## Start

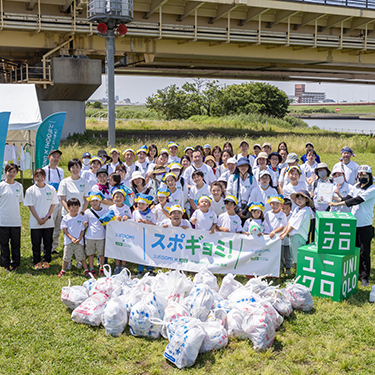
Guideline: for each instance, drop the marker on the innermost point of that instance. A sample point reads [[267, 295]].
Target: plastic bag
[[90, 311], [200, 301], [299, 296], [229, 285], [73, 296], [114, 317], [184, 346], [206, 277], [216, 337]]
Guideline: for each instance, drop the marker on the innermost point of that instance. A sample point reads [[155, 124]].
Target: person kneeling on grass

## End

## Exercise
Convert the entries above into a Markdown table with two columns, Row and Line, putting each line in its own numbered row, skipping blank lines, and leaving out the pictures.

## Output below
| Row | Line |
|---|---|
| 1 | Guideline: for each instance, drop the marker on the innermost point of that instance. A sample point reads [[267, 295]]. |
| 2 | Target: plastic bag |
| 3 | [[90, 311], [200, 301], [299, 296], [229, 285], [73, 296], [114, 317], [184, 346], [206, 277], [216, 337]] |
| 4 | Guideline: for each instance, drop the marker on the innermost point of that instance. A sample point reads [[155, 124]]. |
| 5 | Target: person kneeling on grass |